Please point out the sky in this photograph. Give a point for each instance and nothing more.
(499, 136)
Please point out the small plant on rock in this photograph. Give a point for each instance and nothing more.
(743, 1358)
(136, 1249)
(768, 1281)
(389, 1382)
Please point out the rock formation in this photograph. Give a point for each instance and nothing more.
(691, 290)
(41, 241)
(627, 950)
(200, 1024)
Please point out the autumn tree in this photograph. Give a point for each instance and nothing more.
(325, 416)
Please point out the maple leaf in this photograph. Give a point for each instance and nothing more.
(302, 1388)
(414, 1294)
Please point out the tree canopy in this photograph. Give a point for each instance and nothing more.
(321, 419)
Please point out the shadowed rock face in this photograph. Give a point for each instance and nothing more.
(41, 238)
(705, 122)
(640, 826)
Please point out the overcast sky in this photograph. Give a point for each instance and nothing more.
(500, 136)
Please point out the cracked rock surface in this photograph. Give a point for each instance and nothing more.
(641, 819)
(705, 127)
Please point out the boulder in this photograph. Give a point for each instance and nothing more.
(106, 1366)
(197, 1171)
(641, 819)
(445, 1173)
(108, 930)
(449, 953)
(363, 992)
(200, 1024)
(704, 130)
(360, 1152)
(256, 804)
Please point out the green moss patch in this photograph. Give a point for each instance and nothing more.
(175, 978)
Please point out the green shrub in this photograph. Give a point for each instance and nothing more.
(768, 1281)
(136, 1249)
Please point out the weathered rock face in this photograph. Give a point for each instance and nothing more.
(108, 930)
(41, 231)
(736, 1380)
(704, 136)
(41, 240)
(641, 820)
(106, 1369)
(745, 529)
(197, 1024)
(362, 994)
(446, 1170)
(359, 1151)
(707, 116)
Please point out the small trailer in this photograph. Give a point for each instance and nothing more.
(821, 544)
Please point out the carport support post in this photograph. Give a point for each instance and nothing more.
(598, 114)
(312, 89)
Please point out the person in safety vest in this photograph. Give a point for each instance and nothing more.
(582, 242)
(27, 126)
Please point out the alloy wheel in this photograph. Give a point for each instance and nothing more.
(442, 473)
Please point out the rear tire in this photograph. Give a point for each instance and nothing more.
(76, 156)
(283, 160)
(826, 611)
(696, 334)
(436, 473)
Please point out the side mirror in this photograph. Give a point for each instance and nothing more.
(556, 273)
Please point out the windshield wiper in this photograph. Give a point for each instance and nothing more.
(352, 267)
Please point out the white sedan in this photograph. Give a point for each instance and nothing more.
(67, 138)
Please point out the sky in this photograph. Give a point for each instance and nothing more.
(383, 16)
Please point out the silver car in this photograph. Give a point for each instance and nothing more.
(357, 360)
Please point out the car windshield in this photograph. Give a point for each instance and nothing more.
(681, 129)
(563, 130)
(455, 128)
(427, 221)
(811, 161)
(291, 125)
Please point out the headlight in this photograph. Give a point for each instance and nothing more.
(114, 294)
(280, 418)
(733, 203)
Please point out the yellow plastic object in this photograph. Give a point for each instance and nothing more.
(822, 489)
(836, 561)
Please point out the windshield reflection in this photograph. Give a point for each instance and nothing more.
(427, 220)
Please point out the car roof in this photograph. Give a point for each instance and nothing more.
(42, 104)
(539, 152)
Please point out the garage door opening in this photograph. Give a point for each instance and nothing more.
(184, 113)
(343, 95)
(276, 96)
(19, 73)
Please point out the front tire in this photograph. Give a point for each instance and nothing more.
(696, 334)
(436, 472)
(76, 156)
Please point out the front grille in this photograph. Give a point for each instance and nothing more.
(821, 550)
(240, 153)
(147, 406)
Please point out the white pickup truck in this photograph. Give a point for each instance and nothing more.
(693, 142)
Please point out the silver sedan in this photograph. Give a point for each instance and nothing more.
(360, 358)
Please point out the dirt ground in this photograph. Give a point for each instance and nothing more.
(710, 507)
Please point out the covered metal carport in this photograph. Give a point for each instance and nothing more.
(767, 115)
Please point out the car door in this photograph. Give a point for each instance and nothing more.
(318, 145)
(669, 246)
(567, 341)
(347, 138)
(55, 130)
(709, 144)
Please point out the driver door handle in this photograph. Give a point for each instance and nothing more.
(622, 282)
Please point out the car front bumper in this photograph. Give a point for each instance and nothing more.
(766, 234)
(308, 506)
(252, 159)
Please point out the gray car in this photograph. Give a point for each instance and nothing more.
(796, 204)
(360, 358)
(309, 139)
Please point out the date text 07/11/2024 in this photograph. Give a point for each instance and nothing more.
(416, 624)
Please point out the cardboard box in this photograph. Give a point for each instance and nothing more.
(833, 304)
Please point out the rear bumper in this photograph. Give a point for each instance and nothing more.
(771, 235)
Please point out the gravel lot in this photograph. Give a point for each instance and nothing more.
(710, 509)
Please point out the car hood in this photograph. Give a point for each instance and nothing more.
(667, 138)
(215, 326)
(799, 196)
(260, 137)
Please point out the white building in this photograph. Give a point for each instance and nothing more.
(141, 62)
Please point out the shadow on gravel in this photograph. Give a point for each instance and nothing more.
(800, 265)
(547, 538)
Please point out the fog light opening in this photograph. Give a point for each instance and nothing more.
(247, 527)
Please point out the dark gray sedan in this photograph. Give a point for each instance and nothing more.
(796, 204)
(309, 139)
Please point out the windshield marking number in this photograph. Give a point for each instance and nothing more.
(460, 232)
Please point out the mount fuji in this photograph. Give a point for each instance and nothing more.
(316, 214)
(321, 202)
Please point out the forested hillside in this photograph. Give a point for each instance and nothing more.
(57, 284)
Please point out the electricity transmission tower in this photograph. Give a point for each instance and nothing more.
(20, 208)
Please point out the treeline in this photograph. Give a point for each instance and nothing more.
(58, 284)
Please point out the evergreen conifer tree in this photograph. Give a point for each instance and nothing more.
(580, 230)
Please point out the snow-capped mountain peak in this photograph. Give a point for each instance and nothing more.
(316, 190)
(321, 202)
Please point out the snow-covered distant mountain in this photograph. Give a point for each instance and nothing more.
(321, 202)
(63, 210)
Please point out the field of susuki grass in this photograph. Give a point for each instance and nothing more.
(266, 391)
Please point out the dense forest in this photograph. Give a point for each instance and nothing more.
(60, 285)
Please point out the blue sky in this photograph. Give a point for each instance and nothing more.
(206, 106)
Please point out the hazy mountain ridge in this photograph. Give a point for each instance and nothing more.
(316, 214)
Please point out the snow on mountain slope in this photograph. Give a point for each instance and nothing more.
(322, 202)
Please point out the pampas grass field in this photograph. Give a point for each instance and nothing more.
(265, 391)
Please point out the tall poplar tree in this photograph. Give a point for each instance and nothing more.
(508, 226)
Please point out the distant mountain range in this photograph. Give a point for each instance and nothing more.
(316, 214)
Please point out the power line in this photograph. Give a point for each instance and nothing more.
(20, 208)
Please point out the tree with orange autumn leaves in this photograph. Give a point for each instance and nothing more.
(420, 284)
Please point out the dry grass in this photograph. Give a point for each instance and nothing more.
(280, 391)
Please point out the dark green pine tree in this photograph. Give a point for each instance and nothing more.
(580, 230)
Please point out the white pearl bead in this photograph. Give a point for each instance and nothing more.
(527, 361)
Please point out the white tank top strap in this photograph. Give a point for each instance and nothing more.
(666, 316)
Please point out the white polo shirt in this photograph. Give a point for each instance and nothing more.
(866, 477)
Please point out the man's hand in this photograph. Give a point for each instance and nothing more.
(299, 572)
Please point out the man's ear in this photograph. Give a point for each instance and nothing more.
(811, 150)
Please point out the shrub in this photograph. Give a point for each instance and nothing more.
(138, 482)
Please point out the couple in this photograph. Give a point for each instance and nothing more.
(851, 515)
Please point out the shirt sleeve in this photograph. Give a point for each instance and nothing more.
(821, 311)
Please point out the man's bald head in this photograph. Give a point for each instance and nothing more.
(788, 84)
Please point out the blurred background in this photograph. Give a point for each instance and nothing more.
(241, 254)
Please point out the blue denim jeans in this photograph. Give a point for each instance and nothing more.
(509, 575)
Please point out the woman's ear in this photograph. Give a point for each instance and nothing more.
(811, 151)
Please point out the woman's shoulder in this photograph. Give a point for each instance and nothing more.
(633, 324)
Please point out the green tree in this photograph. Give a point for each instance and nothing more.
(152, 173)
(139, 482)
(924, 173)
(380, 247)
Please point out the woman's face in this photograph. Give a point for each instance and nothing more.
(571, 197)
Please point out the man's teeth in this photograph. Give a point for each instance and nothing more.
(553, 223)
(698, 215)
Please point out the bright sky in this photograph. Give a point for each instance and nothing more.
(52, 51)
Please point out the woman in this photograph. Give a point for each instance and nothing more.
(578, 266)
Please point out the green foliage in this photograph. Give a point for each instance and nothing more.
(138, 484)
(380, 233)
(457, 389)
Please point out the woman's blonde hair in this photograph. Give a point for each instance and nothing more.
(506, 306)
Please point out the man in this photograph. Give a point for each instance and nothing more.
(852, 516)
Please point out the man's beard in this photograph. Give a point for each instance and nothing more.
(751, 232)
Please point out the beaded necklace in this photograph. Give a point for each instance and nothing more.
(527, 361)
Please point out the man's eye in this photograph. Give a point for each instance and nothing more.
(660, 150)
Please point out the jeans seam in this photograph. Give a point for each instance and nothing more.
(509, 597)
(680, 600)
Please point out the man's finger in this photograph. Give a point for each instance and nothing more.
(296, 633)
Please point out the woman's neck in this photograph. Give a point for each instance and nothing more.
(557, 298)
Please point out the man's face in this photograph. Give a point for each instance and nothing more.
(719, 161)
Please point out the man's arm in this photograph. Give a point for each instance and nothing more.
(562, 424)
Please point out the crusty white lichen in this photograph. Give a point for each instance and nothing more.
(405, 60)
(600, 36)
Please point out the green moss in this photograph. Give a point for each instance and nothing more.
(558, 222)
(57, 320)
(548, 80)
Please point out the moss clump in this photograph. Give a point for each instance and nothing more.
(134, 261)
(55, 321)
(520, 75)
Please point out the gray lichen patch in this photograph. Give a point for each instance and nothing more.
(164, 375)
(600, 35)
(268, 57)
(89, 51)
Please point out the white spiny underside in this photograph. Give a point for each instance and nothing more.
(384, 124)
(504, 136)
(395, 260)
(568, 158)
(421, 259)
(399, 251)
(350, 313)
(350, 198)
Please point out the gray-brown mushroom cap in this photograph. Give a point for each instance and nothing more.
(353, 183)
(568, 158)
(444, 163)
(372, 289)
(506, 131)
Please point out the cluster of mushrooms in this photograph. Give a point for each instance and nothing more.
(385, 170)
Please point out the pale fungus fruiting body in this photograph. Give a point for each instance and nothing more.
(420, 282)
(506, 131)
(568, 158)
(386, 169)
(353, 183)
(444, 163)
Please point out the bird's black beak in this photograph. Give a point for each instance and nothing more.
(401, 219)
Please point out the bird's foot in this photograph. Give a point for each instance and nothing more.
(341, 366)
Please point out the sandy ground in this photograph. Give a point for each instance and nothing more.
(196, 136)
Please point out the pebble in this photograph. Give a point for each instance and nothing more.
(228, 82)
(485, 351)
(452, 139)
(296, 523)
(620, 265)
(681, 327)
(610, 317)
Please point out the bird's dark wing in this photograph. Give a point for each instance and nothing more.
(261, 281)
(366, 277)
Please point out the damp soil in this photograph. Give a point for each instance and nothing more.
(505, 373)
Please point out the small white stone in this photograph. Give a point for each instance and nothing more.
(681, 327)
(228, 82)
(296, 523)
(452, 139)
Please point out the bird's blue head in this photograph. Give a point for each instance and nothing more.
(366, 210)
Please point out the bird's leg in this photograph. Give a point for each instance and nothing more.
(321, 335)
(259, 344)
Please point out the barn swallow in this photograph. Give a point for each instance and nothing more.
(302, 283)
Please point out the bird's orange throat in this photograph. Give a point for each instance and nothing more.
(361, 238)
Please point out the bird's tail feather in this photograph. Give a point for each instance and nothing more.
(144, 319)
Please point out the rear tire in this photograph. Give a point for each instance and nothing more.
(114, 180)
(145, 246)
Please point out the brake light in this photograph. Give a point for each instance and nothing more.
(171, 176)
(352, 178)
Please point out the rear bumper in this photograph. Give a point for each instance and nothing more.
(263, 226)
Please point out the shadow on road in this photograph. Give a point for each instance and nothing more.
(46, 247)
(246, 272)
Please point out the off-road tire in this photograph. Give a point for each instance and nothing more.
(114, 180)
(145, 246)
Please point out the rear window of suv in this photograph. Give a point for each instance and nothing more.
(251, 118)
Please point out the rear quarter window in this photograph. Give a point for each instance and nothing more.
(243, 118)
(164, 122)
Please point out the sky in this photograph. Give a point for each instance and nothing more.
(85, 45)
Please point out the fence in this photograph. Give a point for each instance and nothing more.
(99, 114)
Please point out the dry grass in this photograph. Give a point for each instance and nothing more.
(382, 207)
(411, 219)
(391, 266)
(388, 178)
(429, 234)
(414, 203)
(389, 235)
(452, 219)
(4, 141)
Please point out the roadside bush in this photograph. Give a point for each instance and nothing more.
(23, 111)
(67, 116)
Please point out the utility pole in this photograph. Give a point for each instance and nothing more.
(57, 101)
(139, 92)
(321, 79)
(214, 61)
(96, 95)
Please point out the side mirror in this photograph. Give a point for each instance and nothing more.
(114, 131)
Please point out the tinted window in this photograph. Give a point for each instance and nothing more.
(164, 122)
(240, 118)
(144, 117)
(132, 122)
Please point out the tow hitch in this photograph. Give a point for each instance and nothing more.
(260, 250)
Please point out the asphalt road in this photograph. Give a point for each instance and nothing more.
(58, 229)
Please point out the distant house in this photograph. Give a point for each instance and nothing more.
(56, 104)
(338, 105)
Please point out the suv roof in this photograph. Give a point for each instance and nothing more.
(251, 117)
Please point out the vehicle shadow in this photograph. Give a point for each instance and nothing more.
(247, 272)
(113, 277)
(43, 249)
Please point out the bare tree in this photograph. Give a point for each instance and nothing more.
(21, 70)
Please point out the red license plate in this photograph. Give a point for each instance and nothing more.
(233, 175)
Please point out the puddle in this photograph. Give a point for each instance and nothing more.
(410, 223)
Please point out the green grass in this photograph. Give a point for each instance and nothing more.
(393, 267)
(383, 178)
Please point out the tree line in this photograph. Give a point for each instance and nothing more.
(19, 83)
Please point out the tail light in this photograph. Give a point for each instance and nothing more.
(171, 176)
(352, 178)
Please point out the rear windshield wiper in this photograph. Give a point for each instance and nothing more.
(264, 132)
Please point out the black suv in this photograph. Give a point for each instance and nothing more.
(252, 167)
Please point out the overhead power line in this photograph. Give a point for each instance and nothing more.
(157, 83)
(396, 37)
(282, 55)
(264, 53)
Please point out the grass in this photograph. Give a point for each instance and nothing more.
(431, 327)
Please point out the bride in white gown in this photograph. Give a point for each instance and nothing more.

AIM:
Rewrite the part of the material that opens with the line containing "Please point out the rock" and closes with the line containing "(414, 1294)", keeping every request line unchanged. In the answers, raise each coordinate by 80.

THE OUTPUT:
Please point out the rock formation in this photograph. Give a point for each instance and nothing more.
(771, 370)
(121, 321)
(707, 1030)
(280, 1104)
Please point out the autumn tree in this photograph. Give a point for each instance and nothing more.
(405, 496)
Please point out the maple leaf in this photograph. Give a point for each instance and nothing more.
(382, 1468)
(494, 1374)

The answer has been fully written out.